PASSAGE
--*--

During a discussion on body image and advertising in her high school health class, 16-year-old Anna Sweetland’s classmate said he didn’t think plus-sized models should be used by advertisers. In addition to suggesting they “encourage obesity,” her classmate called plus-sized models “disgusting” and further criticized the body positive movement. His comments in full read as follows:
“In a part of article 5, it talks about how Target is starting a body positive campaign, and are also using ‘plus-size’ models, which is disgusting. There’s no problem with not being ashamed of your body, but it’s an entirely different thing when you’re obese. The problem with campaigns like these is that they encourage obesity, unhealthy habits, and they say that you’ll be happy no matter your size. This is wrong, and no one wants to look at an obese model.”
Lest you think the future is not in thoughtful hands, let Sweetland’s words provide some reassurance. In a response that has since been shared on Twitter, Sweetland addressed each of her classmates concerns and misconceptions regarding body positivity as a whole.
“I would like to start by saying that calling anyone’s body ‘disgusting’ isn’t really called for, and you should be careful with your choice in adjectives,” Sweetland began. “I would to like to inform you that your statement saying ‘Nobody wants to look at an obese model’ is false," she continued. “You know who wants to see a plus size model? The 67% of women in America who are plus sized and want to open a magazine and see somebody that looks just as beautiful as they do.” Cue a chorus of praise hands emojis.

--*--

EXCERPTED RECORDS
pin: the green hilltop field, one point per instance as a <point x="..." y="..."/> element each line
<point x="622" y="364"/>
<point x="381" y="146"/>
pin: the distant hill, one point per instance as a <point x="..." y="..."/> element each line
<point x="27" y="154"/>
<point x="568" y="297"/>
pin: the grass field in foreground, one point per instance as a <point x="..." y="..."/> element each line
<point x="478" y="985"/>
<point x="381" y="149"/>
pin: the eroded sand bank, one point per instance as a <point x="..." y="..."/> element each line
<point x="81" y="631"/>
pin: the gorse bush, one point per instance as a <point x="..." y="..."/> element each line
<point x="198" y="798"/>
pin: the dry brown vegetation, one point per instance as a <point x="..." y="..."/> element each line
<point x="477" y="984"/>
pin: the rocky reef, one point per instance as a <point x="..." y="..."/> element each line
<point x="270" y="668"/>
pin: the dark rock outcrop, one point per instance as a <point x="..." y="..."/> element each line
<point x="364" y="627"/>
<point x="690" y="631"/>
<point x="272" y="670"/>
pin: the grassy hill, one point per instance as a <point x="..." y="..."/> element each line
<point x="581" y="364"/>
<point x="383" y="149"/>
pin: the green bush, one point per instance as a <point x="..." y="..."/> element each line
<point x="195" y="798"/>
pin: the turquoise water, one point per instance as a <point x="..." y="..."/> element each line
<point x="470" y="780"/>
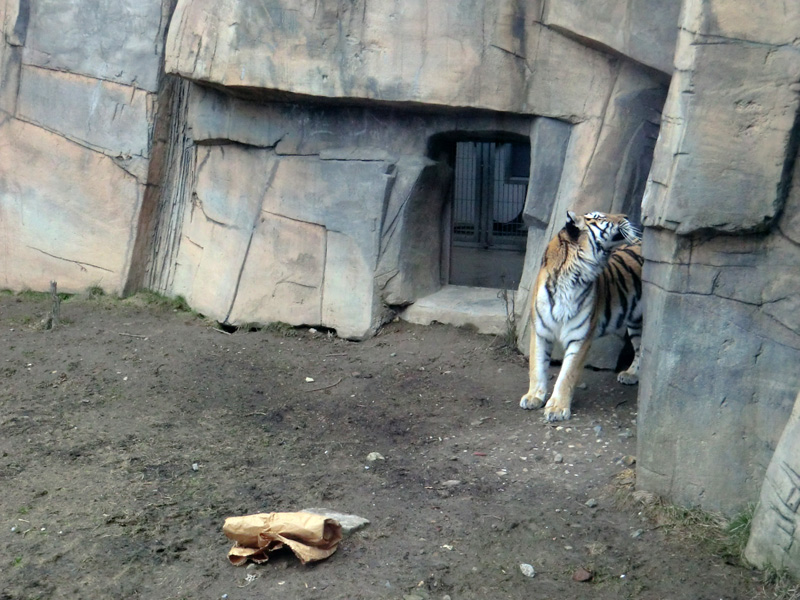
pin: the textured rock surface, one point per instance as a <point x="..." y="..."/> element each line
<point x="57" y="222"/>
<point x="643" y="30"/>
<point x="722" y="333"/>
<point x="310" y="184"/>
<point x="77" y="119"/>
<point x="480" y="54"/>
<point x="775" y="538"/>
<point x="728" y="120"/>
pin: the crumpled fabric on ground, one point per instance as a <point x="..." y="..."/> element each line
<point x="311" y="537"/>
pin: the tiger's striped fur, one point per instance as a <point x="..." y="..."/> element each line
<point x="589" y="284"/>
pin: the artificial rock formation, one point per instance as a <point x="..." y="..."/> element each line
<point x="775" y="538"/>
<point x="284" y="161"/>
<point x="722" y="295"/>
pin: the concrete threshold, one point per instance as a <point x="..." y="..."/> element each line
<point x="482" y="308"/>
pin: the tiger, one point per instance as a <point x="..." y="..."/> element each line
<point x="589" y="285"/>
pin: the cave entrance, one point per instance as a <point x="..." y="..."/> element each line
<point x="486" y="235"/>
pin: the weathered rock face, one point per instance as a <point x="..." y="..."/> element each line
<point x="722" y="332"/>
<point x="77" y="96"/>
<point x="775" y="537"/>
<point x="500" y="56"/>
<point x="276" y="162"/>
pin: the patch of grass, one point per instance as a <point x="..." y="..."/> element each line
<point x="154" y="299"/>
<point x="31" y="295"/>
<point x="724" y="537"/>
<point x="779" y="585"/>
<point x="281" y="328"/>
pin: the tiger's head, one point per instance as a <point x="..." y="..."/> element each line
<point x="600" y="233"/>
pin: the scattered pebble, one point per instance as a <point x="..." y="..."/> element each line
<point x="582" y="574"/>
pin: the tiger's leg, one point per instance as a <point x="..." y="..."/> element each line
<point x="630" y="376"/>
<point x="539" y="360"/>
<point x="558" y="408"/>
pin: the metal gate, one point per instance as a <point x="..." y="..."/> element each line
<point x="488" y="232"/>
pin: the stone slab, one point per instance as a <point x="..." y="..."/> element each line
<point x="69" y="214"/>
<point x="113" y="118"/>
<point x="480" y="308"/>
<point x="421" y="52"/>
<point x="282" y="276"/>
<point x="775" y="530"/>
<point x="116" y="41"/>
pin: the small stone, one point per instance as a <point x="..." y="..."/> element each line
<point x="582" y="574"/>
<point x="349" y="523"/>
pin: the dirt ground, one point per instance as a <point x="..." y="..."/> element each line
<point x="129" y="433"/>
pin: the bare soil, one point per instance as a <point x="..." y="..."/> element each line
<point x="129" y="433"/>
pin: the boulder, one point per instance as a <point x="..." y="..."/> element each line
<point x="111" y="41"/>
<point x="721" y="340"/>
<point x="69" y="213"/>
<point x="111" y="118"/>
<point x="775" y="530"/>
<point x="421" y="52"/>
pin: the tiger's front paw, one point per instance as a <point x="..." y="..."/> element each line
<point x="532" y="400"/>
<point x="557" y="411"/>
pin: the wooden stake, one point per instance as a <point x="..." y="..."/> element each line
<point x="56" y="312"/>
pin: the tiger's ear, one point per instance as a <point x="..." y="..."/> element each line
<point x="572" y="225"/>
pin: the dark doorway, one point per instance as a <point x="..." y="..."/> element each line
<point x="487" y="233"/>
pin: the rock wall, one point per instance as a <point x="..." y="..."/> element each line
<point x="721" y="342"/>
<point x="280" y="162"/>
<point x="775" y="538"/>
<point x="79" y="83"/>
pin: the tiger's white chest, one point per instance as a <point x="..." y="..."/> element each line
<point x="562" y="305"/>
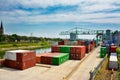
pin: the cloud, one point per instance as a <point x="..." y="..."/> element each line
<point x="36" y="11"/>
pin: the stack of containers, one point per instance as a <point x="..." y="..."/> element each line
<point x="52" y="58"/>
<point x="92" y="45"/>
<point x="87" y="48"/>
<point x="56" y="49"/>
<point x="61" y="43"/>
<point x="113" y="61"/>
<point x="108" y="49"/>
<point x="113" y="48"/>
<point x="80" y="42"/>
<point x="47" y="59"/>
<point x="103" y="52"/>
<point x="60" y="58"/>
<point x="77" y="52"/>
<point x="2" y="61"/>
<point x="118" y="50"/>
<point x="65" y="49"/>
<point x="20" y="59"/>
<point x="38" y="57"/>
<point x="71" y="43"/>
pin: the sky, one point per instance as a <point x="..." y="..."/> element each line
<point x="47" y="18"/>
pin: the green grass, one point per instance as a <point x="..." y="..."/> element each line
<point x="2" y="53"/>
<point x="104" y="73"/>
<point x="119" y="68"/>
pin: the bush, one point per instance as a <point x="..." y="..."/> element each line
<point x="15" y="45"/>
<point x="118" y="50"/>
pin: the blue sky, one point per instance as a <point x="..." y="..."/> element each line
<point x="47" y="18"/>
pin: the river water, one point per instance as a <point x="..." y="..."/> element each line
<point x="40" y="51"/>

--*--

LIST OF TASKS
A - According to the Anna Sweetland passage, what percentage of women in America are plus sized?
B - Repeat word for word the part of the Anna Sweetland passage that begins at the words "Lest you think" and stops after "praise hands emojis.".
C - Carry on the Anna Sweetland passage from the point where it stops.
The lines are separate from the Anna Sweetland passage.

WRITTEN ANSWERS
A - 67%

B -
Lest you think the future is not in thoughtful hands, let Sweetland’s words provide some reassurance. In a response that has since been shared on Twitter, Sweetland addressed each of her classmates concerns and misconceptions regarding body positivity as a whole.
“I would like to start by saying that calling anyone’s body ‘disgusting’ isn’t really called for, and you should be careful with your choice in adjectives,” Sweetland began. “I would to like to inform you that your statement saying ‘Nobody wants to look at an obese model’ is false," she continued. “You know who wants to see a plus size model? The 67% of women in America who are plus sized and want to open a magazine and see somebody that looks just as beautiful as they do.” Cue a chorus of praise hands emojis.

C -
Multiple factors contribute to a person’s body type, as Sweetland mentioned in her above response. Looking specifically obesity, since it was mentioned in both Sweetland and her classmate’s comments, contributing factors can include everything from genetics to family lifestyle to other medical conditions, according to the Mayo Clinic’s website. As Sweetland stated, “Not all plus size model are obese or unhealthy. It is possible to simply be larger just from genetics.”
It’s equally important to note that conversations about body positivity shouldn’t solely revolve around “fitness norms.” Yes, you can be fat and fit. However, that shouldn’t be the only context in which fat bodies are deemed acceptable. This way of thinking becomes problematic as it can become exclusionary, which is essentially the antithesis to what body positivity is.
Also, an individual’s personal health is almost always no one else’s business and shouldn’t be used as an excuse to reinforce negative ideas about “ideal” bodies. Blood sugar and cholesterol levels rarely, if ever, come into question when deciding whether a thin body is attractive or acceptable. Why should they be used as metrics when we’re talking about any other body?
“It's saddening to know that so many people are uncomfortable in their own skin because the ‘ideal body’ that [has] been displayed isn't the body that they have," Sweetland told Teen Vogue. She also said the response to her comment, which has since gone viral, is encouraging in terms of where we’re headed as a culture. “I want everyone to understand that this equal representation of different body types in the media will better our society,” Sweetland said. “In fact, I'd say it already has.”
If Sweetland’s response and the subsequent support for that response are any indication, we’re slowly but surely working towards a future where “body positivity” isn’t so much a new idea but the norm.